Text provided

• • • •

The concept of water cooling solutions is quite simple. For better and faster heat dissipation from the CPU we add one more link in the following chain: “die -> heatsink -> air”. It’s water. Overall, such a gadget is a closed circle with water pumped along it.

Water is driven through the system by means of a water pump. Water takes heat from the CPU, comes into the heatsink and transfers the heat to the air blown through the heatsink by fans. Then it cools down to room temperature.

Using water as a heat conductor allows us to dissipate heat into the air not at once but wherever we think it proper (not necessarily inside the PC case). Water is running through the pipes and they can be of any reasonable length. The same refers to the heatsinks, which can be made of any size (within reasonable limits of course). Water heatsinks are usually much larger than those used in CPU coolers. You just can’t make a CPU cooler very large because of dimensional and weight limitations. One more advantage of a water heatsink is its thin walls and large surface area. It means you don’t need to blow the air through it with the same strength as in CPU coolers, thus there is no need to install powerful and noisy fans.

Talking about CPU coolers, we should mention water units that now stand instead of them. Water units may greatly differ in their construction, so that you could write the whole treatise on them. Anyway, they all serve one purpose: to effectively transfer heat from the die to the circulating water.

• • • •

Data section

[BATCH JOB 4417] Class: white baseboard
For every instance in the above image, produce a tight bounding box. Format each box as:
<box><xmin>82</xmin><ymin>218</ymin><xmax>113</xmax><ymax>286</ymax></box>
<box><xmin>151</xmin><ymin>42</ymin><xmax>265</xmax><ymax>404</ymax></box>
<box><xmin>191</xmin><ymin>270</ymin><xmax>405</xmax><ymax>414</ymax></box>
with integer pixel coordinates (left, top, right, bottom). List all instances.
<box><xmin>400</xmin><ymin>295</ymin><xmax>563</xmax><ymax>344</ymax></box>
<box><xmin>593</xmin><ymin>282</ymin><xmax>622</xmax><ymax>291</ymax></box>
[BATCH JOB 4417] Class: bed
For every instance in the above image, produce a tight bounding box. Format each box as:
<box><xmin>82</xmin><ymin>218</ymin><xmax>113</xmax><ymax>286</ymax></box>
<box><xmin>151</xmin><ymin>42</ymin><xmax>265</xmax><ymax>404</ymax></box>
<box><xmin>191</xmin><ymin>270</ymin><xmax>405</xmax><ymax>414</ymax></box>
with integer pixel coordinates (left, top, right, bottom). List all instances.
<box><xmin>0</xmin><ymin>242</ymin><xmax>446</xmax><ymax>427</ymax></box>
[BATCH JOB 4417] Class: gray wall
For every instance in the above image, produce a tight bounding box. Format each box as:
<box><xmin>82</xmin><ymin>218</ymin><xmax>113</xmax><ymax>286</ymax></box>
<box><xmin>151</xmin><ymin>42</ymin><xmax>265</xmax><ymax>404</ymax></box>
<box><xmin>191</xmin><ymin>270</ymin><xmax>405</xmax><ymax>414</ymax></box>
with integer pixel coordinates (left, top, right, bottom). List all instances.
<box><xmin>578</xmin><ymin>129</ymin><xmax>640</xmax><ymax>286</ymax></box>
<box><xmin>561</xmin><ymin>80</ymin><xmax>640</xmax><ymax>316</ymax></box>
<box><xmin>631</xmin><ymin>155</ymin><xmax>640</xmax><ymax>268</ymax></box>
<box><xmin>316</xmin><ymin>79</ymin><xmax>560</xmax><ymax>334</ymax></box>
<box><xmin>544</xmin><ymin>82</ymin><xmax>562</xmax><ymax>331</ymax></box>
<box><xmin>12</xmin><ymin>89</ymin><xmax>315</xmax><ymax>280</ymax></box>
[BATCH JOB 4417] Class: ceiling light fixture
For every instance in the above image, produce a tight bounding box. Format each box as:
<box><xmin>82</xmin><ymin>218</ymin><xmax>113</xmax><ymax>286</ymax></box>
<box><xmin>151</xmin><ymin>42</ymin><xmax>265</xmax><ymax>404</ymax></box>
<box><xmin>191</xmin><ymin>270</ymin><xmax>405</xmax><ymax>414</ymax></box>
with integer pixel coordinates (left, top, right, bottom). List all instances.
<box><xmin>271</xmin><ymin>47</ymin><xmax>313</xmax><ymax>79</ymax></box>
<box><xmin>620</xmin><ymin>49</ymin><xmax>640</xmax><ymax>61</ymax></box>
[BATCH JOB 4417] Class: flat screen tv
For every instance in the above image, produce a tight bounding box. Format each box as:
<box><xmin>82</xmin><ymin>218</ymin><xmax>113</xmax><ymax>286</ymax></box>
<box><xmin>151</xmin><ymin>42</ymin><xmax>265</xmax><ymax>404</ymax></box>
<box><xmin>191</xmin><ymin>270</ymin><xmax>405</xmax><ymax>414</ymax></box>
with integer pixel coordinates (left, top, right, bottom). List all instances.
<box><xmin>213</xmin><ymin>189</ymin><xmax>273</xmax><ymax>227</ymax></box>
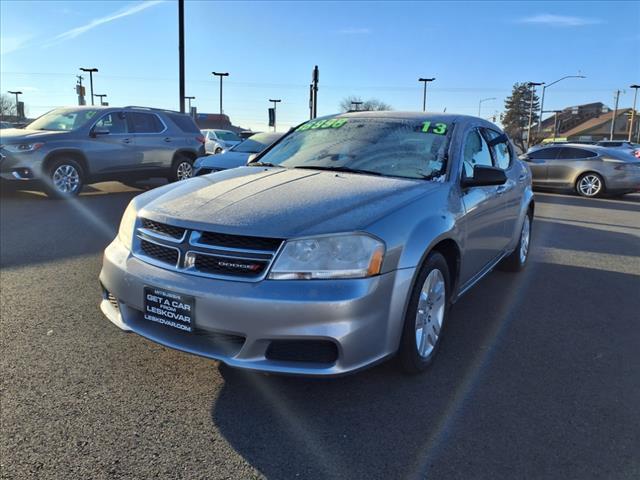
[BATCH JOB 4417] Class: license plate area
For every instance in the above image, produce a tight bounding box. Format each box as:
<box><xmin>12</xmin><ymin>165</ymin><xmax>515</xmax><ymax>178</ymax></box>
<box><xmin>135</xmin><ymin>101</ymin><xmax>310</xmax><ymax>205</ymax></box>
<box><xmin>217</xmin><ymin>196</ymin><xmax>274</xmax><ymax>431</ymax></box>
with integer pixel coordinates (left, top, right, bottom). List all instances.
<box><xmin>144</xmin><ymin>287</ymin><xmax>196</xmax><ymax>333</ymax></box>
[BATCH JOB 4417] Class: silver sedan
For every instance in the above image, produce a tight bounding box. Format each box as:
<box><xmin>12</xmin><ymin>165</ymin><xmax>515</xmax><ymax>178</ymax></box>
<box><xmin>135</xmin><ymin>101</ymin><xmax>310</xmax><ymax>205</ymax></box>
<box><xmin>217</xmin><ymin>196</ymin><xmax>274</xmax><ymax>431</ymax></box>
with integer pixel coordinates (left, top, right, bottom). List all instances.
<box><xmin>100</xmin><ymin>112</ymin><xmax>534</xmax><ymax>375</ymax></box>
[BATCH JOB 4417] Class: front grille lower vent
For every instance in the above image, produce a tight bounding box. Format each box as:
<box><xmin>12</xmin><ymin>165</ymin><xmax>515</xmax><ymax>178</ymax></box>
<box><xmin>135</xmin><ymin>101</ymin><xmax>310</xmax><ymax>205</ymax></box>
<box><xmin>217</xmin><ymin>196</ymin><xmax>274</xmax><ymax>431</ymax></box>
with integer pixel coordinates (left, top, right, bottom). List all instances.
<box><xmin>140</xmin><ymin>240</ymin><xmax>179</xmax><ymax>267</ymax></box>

• • • •

Direction
Quote the passage on water cooling from "The concept of" to "to room temperature.".

Expected output
The concept of water cooling solutions is quite simple. For better and faster heat dissipation from the CPU we add one more link in the following chain: “die -> heatsink -> air”. It’s water. Overall, such a gadget is a closed circle with water pumped along it.

Water is driven through the system by means of a water pump. Water takes heat from the CPU, comes into the heatsink and transfers the heat to the air blown through the heatsink by fans. Then it cools down to room temperature.